Excerto fornecido:
Foi apenas um insignificante arrufo no trânsito como outro qualquer que despertou a ira de Russell Crowe. Uma buzinadela bastou para lançar a sua nova personagem num perigoso caso de fúria ao volante no seu mais recente “Em Fúria”. É apenas um filme, dirão. A verdade é que apesar da faceta mais simpática que o ator tem promovido nos últimos anos, ele foi em tempos o mais temível bad boy de Hollywood.
O thriller que chega aos cinemas esta quarta-feira, 9 de setembro, acompanha a espiral de loucura do protagonista, enraivecido por uma buzinadela num semáforo. No outro carro estava Rachel (Caren Pistorius), que acabou por recusar pedir desculpa quando confrontada pela personagem de Crowe que nem sequer tem direito a um nome. A recusa foi a desculpa perfeita para este homem instável se lançar numa perseguição doentia e violenta.

Instruções:
- a) Repete o trecho do excerto sobre o filme com Russell Crowe, começando em "O thriller que" e terminando em "doentia e violenta.".
- b) Apresenta todas as linhas das entradas em que surge a palavra "door", reproduzindo cada uma sem alterações.

Excertos do conjunto de dados de apontamento:
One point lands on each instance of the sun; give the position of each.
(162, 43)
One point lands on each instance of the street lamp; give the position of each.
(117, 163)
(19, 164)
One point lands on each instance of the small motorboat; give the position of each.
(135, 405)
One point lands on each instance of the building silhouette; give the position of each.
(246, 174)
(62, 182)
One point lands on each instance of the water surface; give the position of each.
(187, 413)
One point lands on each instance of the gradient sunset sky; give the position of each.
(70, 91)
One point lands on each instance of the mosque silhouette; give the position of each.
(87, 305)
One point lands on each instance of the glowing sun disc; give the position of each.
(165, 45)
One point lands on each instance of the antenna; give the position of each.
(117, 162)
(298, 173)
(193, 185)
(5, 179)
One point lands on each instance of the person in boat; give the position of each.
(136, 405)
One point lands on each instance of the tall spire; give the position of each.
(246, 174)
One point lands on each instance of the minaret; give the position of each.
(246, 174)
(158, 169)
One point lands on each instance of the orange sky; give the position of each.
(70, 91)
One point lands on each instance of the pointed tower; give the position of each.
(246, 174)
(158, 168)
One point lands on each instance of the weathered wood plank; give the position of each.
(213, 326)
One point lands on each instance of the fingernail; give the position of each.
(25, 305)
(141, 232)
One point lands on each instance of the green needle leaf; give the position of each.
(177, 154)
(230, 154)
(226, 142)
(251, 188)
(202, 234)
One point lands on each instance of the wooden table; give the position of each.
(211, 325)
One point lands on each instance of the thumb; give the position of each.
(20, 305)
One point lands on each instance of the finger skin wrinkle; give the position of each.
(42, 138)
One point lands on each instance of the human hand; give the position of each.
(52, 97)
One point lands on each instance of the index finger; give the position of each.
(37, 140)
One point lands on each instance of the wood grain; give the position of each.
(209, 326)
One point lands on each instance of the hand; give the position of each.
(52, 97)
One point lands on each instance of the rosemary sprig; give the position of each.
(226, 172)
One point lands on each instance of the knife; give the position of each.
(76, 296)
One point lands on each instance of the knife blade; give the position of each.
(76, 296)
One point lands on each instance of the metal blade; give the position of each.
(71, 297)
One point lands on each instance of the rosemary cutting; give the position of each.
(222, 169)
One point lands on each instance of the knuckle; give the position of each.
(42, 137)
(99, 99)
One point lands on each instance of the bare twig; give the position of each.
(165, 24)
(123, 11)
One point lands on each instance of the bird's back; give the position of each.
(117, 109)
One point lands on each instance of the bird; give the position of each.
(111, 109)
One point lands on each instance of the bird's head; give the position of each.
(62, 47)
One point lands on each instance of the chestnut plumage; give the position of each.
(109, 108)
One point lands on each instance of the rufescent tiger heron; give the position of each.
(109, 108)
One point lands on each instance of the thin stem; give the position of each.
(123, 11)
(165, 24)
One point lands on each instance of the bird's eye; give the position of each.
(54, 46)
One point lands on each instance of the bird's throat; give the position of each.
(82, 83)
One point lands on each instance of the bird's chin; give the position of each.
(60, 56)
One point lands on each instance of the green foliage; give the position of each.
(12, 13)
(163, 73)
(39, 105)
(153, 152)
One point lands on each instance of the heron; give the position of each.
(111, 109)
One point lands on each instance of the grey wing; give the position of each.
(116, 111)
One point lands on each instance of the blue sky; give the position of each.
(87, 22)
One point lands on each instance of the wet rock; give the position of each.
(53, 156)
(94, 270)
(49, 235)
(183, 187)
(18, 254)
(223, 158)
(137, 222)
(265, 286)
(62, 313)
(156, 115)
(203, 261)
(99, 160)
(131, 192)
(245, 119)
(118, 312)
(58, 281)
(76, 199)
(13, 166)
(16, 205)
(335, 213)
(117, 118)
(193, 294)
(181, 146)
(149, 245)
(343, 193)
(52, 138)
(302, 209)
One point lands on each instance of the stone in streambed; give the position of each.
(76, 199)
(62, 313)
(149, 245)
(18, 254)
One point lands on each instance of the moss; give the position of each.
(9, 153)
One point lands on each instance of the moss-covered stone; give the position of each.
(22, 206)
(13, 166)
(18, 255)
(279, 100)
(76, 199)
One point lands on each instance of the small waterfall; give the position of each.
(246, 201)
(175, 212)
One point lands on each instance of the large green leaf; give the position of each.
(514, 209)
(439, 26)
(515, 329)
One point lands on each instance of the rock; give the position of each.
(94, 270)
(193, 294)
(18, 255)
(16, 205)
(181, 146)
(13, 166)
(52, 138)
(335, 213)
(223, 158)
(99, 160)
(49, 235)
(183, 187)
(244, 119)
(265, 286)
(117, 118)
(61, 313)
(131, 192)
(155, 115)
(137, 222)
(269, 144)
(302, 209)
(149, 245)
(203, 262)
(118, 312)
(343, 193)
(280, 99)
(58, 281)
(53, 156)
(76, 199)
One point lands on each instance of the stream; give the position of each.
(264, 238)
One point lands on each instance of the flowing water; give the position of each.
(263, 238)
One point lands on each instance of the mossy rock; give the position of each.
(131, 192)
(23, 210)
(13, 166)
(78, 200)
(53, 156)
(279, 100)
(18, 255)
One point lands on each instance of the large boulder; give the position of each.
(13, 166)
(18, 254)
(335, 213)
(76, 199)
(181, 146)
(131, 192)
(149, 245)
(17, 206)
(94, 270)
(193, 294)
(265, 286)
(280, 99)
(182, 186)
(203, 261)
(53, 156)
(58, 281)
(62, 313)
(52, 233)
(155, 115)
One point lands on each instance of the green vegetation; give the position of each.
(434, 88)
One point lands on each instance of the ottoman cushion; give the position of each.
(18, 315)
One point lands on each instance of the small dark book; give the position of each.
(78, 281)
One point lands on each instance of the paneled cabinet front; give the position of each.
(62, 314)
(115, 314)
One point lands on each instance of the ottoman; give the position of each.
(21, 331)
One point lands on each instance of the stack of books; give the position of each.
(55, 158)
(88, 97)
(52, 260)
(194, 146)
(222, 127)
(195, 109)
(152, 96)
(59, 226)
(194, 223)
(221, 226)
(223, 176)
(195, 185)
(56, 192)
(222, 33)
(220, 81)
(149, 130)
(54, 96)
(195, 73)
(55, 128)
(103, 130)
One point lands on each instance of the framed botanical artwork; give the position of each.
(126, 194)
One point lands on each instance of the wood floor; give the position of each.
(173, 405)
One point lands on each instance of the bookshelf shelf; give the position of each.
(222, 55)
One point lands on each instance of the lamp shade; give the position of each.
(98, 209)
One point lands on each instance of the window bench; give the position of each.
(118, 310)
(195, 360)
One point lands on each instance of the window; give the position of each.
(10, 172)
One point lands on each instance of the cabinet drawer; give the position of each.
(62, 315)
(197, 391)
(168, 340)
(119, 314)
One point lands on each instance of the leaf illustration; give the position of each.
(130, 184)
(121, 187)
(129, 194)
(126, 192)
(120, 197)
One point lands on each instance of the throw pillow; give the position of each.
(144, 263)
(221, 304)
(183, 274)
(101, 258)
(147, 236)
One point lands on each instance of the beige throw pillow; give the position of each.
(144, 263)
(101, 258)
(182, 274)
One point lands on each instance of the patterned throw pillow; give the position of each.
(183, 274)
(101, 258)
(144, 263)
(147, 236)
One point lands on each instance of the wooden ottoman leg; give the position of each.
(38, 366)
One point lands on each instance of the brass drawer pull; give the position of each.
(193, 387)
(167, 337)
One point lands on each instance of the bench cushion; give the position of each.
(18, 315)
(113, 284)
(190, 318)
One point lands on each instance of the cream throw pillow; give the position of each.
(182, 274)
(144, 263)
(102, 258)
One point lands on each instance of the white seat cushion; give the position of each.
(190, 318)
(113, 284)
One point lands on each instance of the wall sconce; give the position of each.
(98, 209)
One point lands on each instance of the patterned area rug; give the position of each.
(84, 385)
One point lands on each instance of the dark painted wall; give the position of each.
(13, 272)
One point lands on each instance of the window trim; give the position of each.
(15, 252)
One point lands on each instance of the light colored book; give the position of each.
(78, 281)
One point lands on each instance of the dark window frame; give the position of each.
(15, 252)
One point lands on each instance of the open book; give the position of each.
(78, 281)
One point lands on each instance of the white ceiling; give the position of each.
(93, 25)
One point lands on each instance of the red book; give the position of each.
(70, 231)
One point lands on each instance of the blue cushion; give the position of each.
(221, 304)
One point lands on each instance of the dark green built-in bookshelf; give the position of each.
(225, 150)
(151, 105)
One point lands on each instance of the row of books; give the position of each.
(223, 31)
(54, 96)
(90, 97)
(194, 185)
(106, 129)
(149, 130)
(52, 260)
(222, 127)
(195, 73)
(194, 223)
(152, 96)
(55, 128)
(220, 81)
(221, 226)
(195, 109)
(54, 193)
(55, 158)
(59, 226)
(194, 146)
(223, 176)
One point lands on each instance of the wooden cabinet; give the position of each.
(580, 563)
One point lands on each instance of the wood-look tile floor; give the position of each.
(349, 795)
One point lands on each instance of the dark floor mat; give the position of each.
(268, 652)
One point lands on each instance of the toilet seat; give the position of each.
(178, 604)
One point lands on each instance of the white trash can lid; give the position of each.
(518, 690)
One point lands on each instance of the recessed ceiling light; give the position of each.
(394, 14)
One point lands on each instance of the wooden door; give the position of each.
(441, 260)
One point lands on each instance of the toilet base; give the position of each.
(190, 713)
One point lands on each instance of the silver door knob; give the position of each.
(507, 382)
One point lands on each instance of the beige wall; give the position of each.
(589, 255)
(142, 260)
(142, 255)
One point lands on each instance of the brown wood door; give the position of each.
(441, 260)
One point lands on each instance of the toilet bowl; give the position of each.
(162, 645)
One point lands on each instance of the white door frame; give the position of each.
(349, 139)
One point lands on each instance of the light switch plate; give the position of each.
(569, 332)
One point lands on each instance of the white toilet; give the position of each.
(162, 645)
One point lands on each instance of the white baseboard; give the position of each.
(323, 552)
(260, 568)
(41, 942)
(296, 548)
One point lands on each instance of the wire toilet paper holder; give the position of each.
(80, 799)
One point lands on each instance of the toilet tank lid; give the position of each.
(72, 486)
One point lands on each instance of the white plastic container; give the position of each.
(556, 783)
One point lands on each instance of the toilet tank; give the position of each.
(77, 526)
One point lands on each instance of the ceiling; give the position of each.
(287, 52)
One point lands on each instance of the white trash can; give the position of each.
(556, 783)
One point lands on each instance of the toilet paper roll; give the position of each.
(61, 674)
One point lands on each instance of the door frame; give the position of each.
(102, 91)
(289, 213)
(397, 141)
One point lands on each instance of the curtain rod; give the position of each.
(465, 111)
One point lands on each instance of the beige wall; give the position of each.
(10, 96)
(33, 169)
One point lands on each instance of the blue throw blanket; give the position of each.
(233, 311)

Resultados esperados:
- a)
O thriller que chega aos cinemas esta quarta-feira, 9 de setembro, acompanha a espiral de loucura do protagonista, enraivecido por uma buzinadela num semáforo. No outro carro estava Rachel (Caren Pistorius), que acabou por recusar pedir desculpa quando confrontada pela personagem de Crowe que nem sequer tem direito a um nome. A recusa foi a desculpa perfeita para este homem instável se lançar numa perseguição doentia e violenta.

- b)
One point lands on each instance of the wooden door; give the position of each.
One point lands on each instance of the silver door knob; give the position of each.
One point lands on each instance of the brown wood door; give the position of each.
One point lands on each instance of the white door frame; give the position of each.
One point lands on each instance of the door frame; give the position of each.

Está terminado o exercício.